-------- Dataset excerpts

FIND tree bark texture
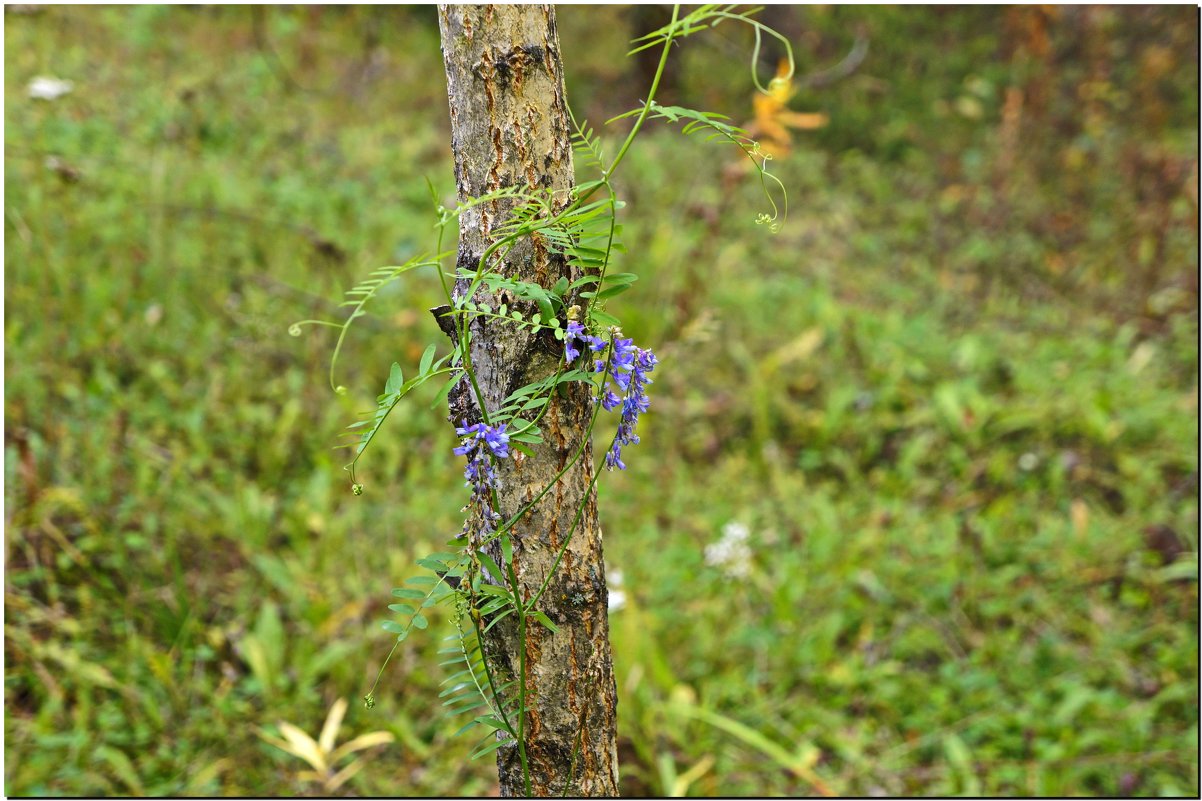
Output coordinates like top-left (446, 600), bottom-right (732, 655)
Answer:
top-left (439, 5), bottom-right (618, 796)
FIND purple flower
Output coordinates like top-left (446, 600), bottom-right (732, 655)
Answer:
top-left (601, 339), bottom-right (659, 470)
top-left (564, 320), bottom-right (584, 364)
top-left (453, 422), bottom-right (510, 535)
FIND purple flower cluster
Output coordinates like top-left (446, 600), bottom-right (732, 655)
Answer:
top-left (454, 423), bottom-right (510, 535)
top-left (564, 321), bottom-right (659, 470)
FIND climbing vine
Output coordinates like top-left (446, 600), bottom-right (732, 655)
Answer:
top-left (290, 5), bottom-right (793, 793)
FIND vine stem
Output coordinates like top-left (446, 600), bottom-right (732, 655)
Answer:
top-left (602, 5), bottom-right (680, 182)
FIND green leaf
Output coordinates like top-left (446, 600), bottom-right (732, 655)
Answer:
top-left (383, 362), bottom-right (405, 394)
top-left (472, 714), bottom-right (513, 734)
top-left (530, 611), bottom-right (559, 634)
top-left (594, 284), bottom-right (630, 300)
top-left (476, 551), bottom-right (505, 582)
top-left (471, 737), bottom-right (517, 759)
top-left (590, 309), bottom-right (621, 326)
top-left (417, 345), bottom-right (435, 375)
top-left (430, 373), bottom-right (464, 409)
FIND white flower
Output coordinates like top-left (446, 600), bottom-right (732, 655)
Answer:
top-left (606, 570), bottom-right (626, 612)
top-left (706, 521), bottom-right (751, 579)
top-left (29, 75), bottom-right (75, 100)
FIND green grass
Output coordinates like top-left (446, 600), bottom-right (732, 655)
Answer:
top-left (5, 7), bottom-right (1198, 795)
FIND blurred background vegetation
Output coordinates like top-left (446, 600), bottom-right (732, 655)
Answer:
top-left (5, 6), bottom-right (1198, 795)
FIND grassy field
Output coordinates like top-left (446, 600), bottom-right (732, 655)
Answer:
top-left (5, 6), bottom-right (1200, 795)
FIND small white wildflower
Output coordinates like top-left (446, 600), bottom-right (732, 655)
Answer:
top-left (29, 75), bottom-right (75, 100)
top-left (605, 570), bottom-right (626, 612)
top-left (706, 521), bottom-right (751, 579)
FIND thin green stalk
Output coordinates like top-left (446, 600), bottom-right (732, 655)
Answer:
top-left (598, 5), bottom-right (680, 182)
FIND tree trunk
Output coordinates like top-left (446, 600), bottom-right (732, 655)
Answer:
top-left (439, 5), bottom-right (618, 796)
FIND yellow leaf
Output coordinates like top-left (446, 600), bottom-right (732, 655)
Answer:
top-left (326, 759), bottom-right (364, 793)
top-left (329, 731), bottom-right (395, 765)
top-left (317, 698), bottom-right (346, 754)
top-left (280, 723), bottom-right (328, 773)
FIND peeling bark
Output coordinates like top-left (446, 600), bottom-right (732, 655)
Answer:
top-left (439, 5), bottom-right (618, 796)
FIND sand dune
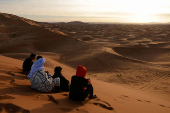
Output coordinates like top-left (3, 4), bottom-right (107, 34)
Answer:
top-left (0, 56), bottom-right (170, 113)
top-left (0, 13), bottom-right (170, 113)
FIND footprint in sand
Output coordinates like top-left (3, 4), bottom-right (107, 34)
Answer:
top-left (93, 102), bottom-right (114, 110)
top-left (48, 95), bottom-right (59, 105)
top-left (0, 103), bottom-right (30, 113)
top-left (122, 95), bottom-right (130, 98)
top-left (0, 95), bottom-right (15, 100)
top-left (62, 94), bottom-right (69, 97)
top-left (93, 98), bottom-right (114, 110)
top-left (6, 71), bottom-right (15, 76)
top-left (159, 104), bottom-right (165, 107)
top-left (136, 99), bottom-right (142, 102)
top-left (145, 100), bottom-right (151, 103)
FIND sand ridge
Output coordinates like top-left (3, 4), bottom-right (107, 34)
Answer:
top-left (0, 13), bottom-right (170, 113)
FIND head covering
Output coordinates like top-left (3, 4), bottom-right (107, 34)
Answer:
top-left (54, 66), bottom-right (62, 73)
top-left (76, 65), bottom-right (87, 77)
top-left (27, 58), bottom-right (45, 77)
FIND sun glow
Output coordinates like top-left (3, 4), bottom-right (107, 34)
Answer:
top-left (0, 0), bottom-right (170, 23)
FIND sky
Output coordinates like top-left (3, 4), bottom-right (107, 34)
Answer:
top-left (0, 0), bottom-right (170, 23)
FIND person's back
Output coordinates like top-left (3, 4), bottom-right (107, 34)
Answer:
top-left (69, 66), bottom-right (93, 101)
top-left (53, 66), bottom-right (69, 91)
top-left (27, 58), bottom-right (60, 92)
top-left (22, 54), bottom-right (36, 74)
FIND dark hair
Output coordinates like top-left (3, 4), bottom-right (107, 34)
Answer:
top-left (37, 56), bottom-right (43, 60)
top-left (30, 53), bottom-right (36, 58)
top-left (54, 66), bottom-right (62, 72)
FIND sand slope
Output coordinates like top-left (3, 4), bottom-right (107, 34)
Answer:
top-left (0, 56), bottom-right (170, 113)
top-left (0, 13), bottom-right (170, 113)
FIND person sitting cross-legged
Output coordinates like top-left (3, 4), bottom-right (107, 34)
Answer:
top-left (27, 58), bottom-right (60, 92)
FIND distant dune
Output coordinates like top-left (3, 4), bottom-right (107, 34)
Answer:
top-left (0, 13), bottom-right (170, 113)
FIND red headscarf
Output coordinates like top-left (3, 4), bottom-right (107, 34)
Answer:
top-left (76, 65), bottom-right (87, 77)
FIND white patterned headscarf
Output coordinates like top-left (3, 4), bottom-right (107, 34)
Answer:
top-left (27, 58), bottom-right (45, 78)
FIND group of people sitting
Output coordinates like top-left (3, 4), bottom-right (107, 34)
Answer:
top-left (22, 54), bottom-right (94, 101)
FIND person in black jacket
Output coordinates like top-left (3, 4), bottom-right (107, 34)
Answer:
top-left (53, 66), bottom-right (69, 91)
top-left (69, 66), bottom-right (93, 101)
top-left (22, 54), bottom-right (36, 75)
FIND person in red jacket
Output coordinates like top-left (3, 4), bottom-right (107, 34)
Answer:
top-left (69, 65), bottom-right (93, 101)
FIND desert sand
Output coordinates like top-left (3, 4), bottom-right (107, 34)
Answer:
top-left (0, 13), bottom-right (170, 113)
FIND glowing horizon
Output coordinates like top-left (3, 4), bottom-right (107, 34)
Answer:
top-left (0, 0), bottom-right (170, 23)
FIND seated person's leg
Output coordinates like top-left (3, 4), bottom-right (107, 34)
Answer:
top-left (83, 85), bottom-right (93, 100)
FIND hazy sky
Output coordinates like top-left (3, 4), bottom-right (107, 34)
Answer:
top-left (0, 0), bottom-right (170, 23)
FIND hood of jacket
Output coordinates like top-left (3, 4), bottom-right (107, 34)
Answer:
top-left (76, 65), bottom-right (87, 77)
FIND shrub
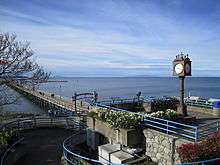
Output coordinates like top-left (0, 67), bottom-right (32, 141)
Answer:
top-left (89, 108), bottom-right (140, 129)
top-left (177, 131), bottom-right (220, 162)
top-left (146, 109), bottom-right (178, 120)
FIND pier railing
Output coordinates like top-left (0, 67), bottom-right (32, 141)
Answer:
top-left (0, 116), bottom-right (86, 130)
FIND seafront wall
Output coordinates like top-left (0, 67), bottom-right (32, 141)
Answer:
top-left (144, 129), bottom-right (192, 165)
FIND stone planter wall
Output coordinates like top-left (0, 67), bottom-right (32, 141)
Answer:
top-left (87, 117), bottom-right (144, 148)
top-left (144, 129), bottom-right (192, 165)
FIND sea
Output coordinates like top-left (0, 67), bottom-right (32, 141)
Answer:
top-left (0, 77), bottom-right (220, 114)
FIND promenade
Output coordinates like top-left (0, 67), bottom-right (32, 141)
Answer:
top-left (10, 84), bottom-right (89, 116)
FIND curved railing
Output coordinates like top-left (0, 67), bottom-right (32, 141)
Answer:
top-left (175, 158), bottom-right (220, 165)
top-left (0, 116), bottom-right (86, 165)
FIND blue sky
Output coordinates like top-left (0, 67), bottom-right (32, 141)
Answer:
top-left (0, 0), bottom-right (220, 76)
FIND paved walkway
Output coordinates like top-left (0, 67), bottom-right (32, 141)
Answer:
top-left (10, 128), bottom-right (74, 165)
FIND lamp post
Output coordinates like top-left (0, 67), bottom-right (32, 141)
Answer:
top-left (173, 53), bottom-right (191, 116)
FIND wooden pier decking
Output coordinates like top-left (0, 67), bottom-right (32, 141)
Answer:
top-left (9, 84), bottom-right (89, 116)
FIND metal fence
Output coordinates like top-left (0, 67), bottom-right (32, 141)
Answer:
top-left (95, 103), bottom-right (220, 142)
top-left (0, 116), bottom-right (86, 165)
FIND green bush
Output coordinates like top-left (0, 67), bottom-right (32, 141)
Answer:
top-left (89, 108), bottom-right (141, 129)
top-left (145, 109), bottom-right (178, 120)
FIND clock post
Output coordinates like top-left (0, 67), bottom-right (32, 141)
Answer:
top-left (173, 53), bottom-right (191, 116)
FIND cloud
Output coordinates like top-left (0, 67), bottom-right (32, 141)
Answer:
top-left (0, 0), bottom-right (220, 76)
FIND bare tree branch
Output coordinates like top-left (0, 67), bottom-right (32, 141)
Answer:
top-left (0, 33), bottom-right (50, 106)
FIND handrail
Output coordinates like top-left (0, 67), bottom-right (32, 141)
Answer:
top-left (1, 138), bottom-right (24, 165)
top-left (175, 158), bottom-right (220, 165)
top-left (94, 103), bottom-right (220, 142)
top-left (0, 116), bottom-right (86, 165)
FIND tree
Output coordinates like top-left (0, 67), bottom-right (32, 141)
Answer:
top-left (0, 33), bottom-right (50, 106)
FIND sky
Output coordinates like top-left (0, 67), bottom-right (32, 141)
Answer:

----------------

**Written task:**
Reproduce verbatim the stretch of the records above from the line containing "FIND purple flower cluster" through the line containing "top-left (598, 5), bottom-right (680, 182)", including both of those lines.

**Worked solution:**
FIND purple flower cluster
Output coordinates like top-left (446, 600), bottom-right (732, 655)
Answer:
top-left (454, 423), bottom-right (510, 535)
top-left (564, 321), bottom-right (659, 470)
FIND climbing vine
Output coordinates like top-left (446, 600), bottom-right (732, 655)
Answer:
top-left (290, 5), bottom-right (793, 793)
FIND vine stem
Output coordinates like top-left (446, 600), bottom-right (732, 655)
Answer:
top-left (602, 5), bottom-right (680, 182)
FIND green leaf
Output coordinates like top-left (446, 600), bottom-right (732, 655)
Answer:
top-left (383, 362), bottom-right (405, 394)
top-left (472, 714), bottom-right (513, 734)
top-left (530, 611), bottom-right (559, 634)
top-left (594, 284), bottom-right (630, 300)
top-left (476, 551), bottom-right (505, 582)
top-left (471, 737), bottom-right (517, 759)
top-left (590, 309), bottom-right (621, 326)
top-left (417, 345), bottom-right (435, 375)
top-left (430, 373), bottom-right (464, 409)
FIND white flower
Output coordinates like top-left (446, 600), bottom-right (732, 655)
Answer:
top-left (606, 570), bottom-right (626, 612)
top-left (706, 521), bottom-right (751, 579)
top-left (29, 75), bottom-right (75, 100)
FIND green grass
Output coordinates like top-left (446, 600), bottom-right (732, 655)
Answer:
top-left (5, 7), bottom-right (1198, 795)
FIND blurred background vegetation
Output coordinates like top-left (446, 600), bottom-right (732, 655)
Answer:
top-left (5, 6), bottom-right (1198, 795)
FIND grassy field
Output coordinates like top-left (446, 600), bottom-right (732, 655)
Answer:
top-left (5, 6), bottom-right (1200, 795)
FIND small white wildflower
Output coordinates like top-left (446, 600), bottom-right (732, 655)
Answer:
top-left (29, 75), bottom-right (75, 100)
top-left (605, 570), bottom-right (626, 612)
top-left (706, 521), bottom-right (751, 579)
FIND thin green stalk
Output coordinates like top-left (446, 600), bottom-right (732, 655)
Answer:
top-left (598, 5), bottom-right (680, 182)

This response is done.